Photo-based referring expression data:
--------
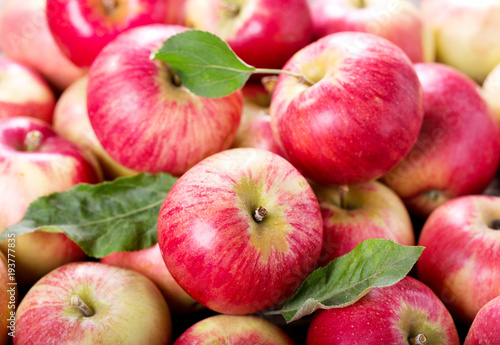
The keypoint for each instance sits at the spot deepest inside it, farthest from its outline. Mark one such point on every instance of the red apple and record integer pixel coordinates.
(234, 330)
(263, 33)
(35, 161)
(466, 34)
(458, 149)
(82, 28)
(23, 92)
(397, 314)
(398, 21)
(26, 38)
(255, 127)
(71, 121)
(149, 262)
(360, 117)
(460, 262)
(93, 303)
(240, 231)
(143, 118)
(484, 328)
(368, 210)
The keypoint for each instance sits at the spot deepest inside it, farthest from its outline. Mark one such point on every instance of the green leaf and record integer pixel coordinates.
(204, 63)
(373, 263)
(120, 215)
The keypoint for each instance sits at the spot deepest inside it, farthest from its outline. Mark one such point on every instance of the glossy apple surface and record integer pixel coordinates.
(466, 34)
(460, 262)
(484, 328)
(263, 33)
(146, 121)
(127, 308)
(234, 330)
(82, 28)
(369, 210)
(71, 121)
(458, 149)
(398, 21)
(149, 262)
(360, 117)
(220, 252)
(25, 37)
(391, 315)
(54, 165)
(23, 92)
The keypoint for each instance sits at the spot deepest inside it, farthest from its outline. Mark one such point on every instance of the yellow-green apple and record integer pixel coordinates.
(35, 161)
(367, 210)
(399, 21)
(71, 121)
(460, 262)
(255, 127)
(465, 33)
(23, 92)
(491, 90)
(484, 328)
(458, 149)
(144, 118)
(263, 33)
(240, 231)
(405, 313)
(82, 28)
(8, 293)
(149, 262)
(359, 118)
(234, 330)
(25, 37)
(93, 303)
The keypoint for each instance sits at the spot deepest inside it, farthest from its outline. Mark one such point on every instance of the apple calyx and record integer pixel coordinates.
(76, 301)
(259, 214)
(33, 140)
(420, 339)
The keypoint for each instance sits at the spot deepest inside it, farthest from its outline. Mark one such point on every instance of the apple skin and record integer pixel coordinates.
(460, 262)
(25, 37)
(234, 330)
(371, 210)
(129, 308)
(484, 328)
(23, 92)
(263, 33)
(359, 119)
(466, 34)
(387, 315)
(398, 21)
(149, 262)
(71, 121)
(82, 28)
(142, 119)
(458, 149)
(55, 166)
(218, 253)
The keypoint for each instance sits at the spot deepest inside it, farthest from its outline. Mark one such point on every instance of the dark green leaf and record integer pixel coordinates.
(204, 63)
(373, 263)
(104, 218)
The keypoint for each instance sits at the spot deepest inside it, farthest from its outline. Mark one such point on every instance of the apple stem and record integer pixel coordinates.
(76, 301)
(33, 140)
(259, 214)
(420, 339)
(343, 190)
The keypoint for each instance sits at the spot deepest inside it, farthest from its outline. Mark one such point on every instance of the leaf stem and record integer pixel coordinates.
(302, 78)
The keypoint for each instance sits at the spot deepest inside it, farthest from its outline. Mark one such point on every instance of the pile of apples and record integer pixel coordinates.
(375, 140)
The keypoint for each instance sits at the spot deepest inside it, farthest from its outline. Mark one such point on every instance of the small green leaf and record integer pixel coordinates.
(204, 63)
(373, 263)
(120, 215)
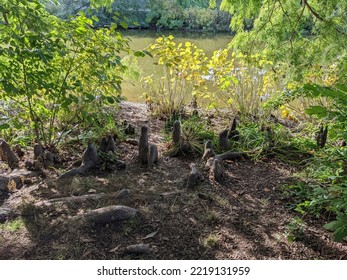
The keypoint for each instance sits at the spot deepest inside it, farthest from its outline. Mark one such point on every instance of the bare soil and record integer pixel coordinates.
(246, 216)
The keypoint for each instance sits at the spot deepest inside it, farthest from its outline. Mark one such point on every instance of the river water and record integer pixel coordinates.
(140, 39)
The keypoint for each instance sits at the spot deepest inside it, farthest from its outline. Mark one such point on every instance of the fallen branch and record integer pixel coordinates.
(109, 214)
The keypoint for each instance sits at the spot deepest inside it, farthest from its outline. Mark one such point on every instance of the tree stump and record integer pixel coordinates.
(208, 151)
(217, 170)
(38, 151)
(10, 183)
(6, 154)
(223, 140)
(103, 145)
(321, 137)
(109, 214)
(111, 145)
(176, 132)
(152, 155)
(143, 145)
(233, 134)
(195, 177)
(90, 159)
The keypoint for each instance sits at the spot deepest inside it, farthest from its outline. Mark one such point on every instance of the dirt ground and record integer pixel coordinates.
(246, 216)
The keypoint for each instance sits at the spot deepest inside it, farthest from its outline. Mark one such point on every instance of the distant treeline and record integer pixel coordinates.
(191, 15)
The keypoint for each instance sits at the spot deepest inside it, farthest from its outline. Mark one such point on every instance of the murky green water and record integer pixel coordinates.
(141, 39)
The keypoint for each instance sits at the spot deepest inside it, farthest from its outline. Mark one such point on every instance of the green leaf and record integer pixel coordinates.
(332, 225)
(140, 54)
(124, 24)
(4, 126)
(110, 99)
(340, 233)
(319, 111)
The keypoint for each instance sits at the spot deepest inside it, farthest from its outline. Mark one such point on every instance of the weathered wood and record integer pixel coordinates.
(143, 145)
(69, 200)
(5, 214)
(233, 134)
(217, 170)
(90, 156)
(111, 145)
(109, 214)
(10, 183)
(195, 177)
(123, 193)
(129, 129)
(38, 151)
(223, 140)
(231, 156)
(322, 136)
(49, 159)
(89, 160)
(208, 150)
(138, 249)
(103, 145)
(176, 132)
(6, 154)
(152, 155)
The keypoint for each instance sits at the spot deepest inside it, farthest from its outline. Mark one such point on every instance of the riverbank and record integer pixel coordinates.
(245, 216)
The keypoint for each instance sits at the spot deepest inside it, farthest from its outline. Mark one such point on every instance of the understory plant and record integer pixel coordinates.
(55, 74)
(182, 66)
(241, 82)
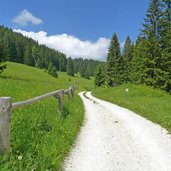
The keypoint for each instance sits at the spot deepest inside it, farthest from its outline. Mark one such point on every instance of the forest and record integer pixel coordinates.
(15, 47)
(148, 60)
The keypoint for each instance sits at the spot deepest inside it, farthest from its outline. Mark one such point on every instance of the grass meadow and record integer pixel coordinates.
(152, 104)
(40, 137)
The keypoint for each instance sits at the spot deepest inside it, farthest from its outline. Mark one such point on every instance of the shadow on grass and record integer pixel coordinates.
--------
§ AIM OF THE TASK:
Give back an exact reproduction of the entries, with all pictures excluded.

§ TASK ANSWER:
The keypoint for each instance sits at the spot deepest inside it, farthest from its outline. Mark one such point on every instance of the red apple and record integer pixel coordinates.
(234, 330)
(263, 33)
(35, 161)
(466, 34)
(458, 149)
(82, 28)
(23, 92)
(397, 314)
(398, 21)
(26, 38)
(255, 127)
(71, 121)
(149, 262)
(360, 117)
(460, 262)
(93, 303)
(240, 231)
(143, 118)
(484, 328)
(368, 210)
The keypoint for each instance sits at the spot deepest inside it, farthest from its outline. Mark one such point on every instance of the green leaf and record integer pixel coordinates.
(204, 63)
(373, 263)
(120, 215)
The keypoint for each instance sits at the spot deepest inside it, farthest from its outline. Mark one such point on every instance of the glossy apple surface and record integer pixel coordinates.
(466, 34)
(460, 262)
(484, 328)
(263, 33)
(146, 121)
(127, 308)
(234, 330)
(82, 28)
(369, 210)
(71, 121)
(458, 149)
(398, 21)
(149, 262)
(360, 117)
(220, 252)
(25, 37)
(391, 315)
(54, 165)
(23, 92)
The keypoint for each instance sits at the spot deepest inside it, farthest from its outline. Mark one such point on every instance of the yellow-green apple and record integer pixel coordinates.
(35, 161)
(367, 210)
(399, 21)
(71, 121)
(460, 262)
(255, 127)
(465, 33)
(23, 92)
(491, 90)
(484, 328)
(458, 149)
(144, 118)
(263, 33)
(240, 231)
(405, 313)
(82, 28)
(8, 293)
(149, 262)
(359, 118)
(234, 330)
(25, 37)
(93, 303)
The keypoint for each instance sits at the spot deepest inside it, farthest from its outline. Mark one such point on every instance of the apple calyx and record integer pixel coordinates.
(76, 301)
(259, 214)
(33, 140)
(420, 339)
The keypoint for each instance sits at the spot deepest inside it, farthest from its outline. Mark one such point on every instance of the apple skin and record integer pixel coordinates.
(460, 262)
(25, 37)
(234, 330)
(371, 210)
(129, 308)
(484, 328)
(23, 92)
(263, 33)
(359, 119)
(466, 34)
(387, 315)
(398, 21)
(149, 262)
(71, 121)
(82, 28)
(142, 119)
(458, 149)
(55, 166)
(218, 253)
The keypoint for each instance sits at the spot deepest inside it, farthest from its outline. Mark one such point on every instance of the dark green leaf and record integer pixel coordinates.
(204, 63)
(373, 263)
(104, 218)
The keypoint for each instance sits at the spot deepest inside it, farthest from its outline. Mark one such point on every instance of the apple stem and record integer pixel coordinates.
(76, 301)
(33, 140)
(259, 214)
(420, 339)
(343, 190)
The keypoint for each instance sits at the spot deepest inside it, farthest from its outline. Mark one such point on every instance of the leaf stem and record integer pixel coordinates.
(302, 78)
The keypoint for each instance sits at the spot deepest inside it, farthest from its outline. Mark one such point on every instance of the pile of apples and record integer pixel coordinates.
(375, 140)
The keypoint for each instance sits at the spot deepest inside it, farthest from its outline. Mark one such point on every instance of the small green leaf and record integer pixel coordinates.
(204, 63)
(373, 263)
(120, 215)
The keypoint for each instance sits at the spot deepest inside it, farthest from its outline. Mark one such point on every instance of the bare soil and record integer pixel coordinates.
(246, 216)
The keypoint for each instance sits at the spot deepest inside it, farthest from its outline. Mark one such point on every instance of the river water and record integer pixel coordinates.
(140, 39)
The keypoint for each instance sits at the spot deepest inside it, farthest from its outline. Mark one such point on every instance of the fallen branch and record integer pixel coordinates.
(109, 214)
The keypoint for each instance sits at the spot deepest inside it, farthest from its outline. Mark one such point on every instance of the tree stump and record integer pixel coordinates.
(208, 151)
(217, 170)
(38, 151)
(10, 183)
(6, 154)
(223, 140)
(103, 145)
(321, 137)
(109, 214)
(111, 145)
(176, 132)
(152, 155)
(143, 145)
(233, 134)
(195, 177)
(90, 159)
The keypoint for each instance sits at the spot deepest inside it, farthest from its outline. Mark one such point on every instance of the dirt ground and record integer pixel coordinates.
(246, 216)
The keypoint for each instance sits at the spot deepest inside it, farthest from its outline. Mark one such point on every instance of the distant treeline and record integer pixel coordinates.
(191, 15)
The keypoint for each instance sits at the spot deepest inside it, farthest from its outline. Mark one such point on every instance of the murky green water and record integer pixel coordinates.
(141, 39)
The keypoint for each instance sits at the spot deepest inside it, farthest from its outline. Mark one such point on every instance of the green leaf and record integer pixel coordinates.
(332, 225)
(140, 54)
(124, 24)
(4, 126)
(110, 99)
(340, 233)
(319, 111)
The keypoint for each instance sits at the spot deepest inside it, farthest from its outline. Mark one such point on every instance of the weathered wood and record integer pixel coordinates.
(143, 145)
(69, 200)
(5, 214)
(233, 134)
(217, 170)
(90, 156)
(111, 145)
(109, 214)
(10, 183)
(195, 177)
(123, 193)
(129, 129)
(38, 151)
(223, 140)
(231, 156)
(322, 136)
(49, 159)
(89, 160)
(208, 150)
(138, 249)
(103, 145)
(176, 132)
(6, 154)
(152, 155)
The keypoint for each instance sits at the spot deepest inside it, farthest from its outline. Mark one such point on every instance of the riverbank and record integer pixel coordinates.
(245, 216)
The keypoint for each instance sits at the spot deepest inside it, farthest from its outline. Mark one such point on every instance of the understory plant and record integer pixel coordinates.
(55, 74)
(182, 66)
(241, 82)
The keypoint for each instance sits at the spot deepest inside it, farthest from its outline. Mark one such point on every instance of the forest and record integer pixel coordinates.
(15, 47)
(148, 60)
The keypoint for each instance sits at the spot deepest inside it, farthest from its outline. Mark one such point on every instance of the grass meadow and record integer pixel coordinates.
(152, 104)
(40, 137)
The keypoint for each instance sits at the spot deepest inside it, farthest from its outline. Mark one such point on every instance of the shadow on grass and record integer pixel coordinates.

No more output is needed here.